- TASK INPUTS -
'''

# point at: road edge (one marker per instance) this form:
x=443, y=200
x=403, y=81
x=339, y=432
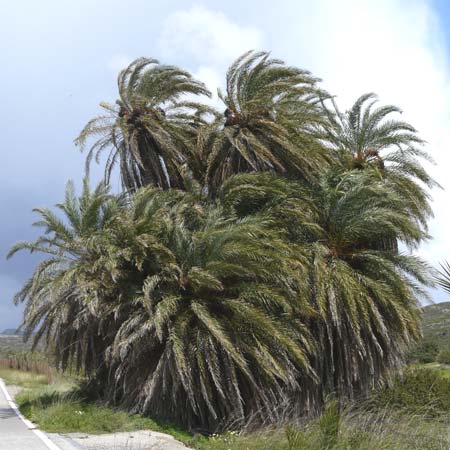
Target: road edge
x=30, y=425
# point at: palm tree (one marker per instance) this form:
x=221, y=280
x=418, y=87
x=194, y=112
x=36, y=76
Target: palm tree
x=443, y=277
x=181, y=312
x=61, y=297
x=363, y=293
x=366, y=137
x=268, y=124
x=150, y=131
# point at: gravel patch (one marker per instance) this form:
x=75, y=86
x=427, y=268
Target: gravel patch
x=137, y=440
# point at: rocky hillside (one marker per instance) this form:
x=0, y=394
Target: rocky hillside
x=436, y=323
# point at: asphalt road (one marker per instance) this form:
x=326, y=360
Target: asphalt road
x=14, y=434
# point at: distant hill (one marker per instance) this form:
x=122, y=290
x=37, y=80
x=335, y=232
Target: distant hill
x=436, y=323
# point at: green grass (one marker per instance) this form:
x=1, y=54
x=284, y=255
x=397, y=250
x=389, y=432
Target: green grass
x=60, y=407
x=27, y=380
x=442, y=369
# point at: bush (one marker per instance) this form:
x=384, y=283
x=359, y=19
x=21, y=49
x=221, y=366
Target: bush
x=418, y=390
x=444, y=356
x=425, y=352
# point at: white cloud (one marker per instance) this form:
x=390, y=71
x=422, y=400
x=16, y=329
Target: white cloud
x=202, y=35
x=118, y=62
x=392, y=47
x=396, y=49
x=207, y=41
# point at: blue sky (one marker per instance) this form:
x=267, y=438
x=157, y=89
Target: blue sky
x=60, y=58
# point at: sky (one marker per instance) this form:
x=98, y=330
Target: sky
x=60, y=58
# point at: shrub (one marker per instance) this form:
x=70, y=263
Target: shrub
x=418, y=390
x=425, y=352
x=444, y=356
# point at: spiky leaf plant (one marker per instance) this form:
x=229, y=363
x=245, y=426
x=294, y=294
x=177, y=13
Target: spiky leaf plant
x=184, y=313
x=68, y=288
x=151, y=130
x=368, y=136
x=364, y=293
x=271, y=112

'''
'''

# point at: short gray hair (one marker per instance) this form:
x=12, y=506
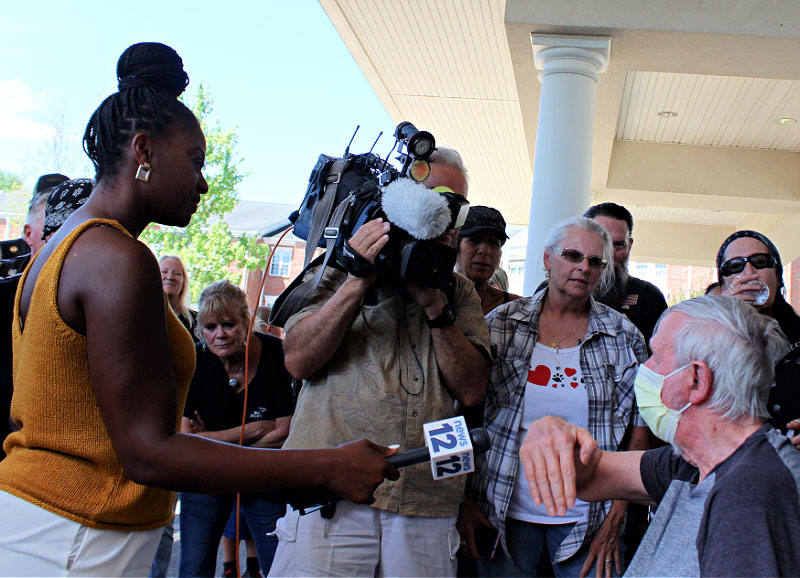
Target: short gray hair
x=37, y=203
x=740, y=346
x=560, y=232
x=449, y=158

'''

- THE TASK -
Could you update the data starting at the line that contains "# point at: distant" and ending at the line that contains "x=271, y=112", swapping "marker" for "dot" while leaving everything else unchanged? Return only those lines.

- THE RESPONSE -
# point at: distant hill (one dot per instance) this form:
x=122, y=290
x=37, y=80
x=335, y=232
Target: distant hill
x=436, y=323
# point at: green grass (one dot per instance) this form:
x=1, y=54
x=284, y=255
x=397, y=250
x=389, y=432
Target: green grass
x=60, y=407
x=27, y=380
x=442, y=369
# point at: bush (one dot per instance) this form:
x=384, y=283
x=359, y=19
x=21, y=49
x=221, y=366
Target: bush
x=418, y=390
x=444, y=356
x=425, y=352
# point at: white cloud (one dot per instance) this form:
x=390, y=71
x=422, y=400
x=16, y=329
Target: white cloud
x=202, y=35
x=118, y=62
x=392, y=47
x=396, y=49
x=207, y=41
# point at: blue sky (one dot per instance) this form:
x=267, y=438
x=157, y=89
Target: blue sky
x=60, y=58
# point at: sky (one dot per instance) this form:
x=98, y=330
Target: sky
x=60, y=58
# point at: shrub (one dot per instance) this form:
x=70, y=263
Target: shrub
x=418, y=390
x=425, y=352
x=444, y=356
# point at: spiky leaf plant (one dot per instance) this form:
x=229, y=363
x=245, y=426
x=294, y=294
x=177, y=13
Target: spiky leaf plant
x=184, y=313
x=68, y=288
x=151, y=130
x=368, y=136
x=364, y=293
x=271, y=112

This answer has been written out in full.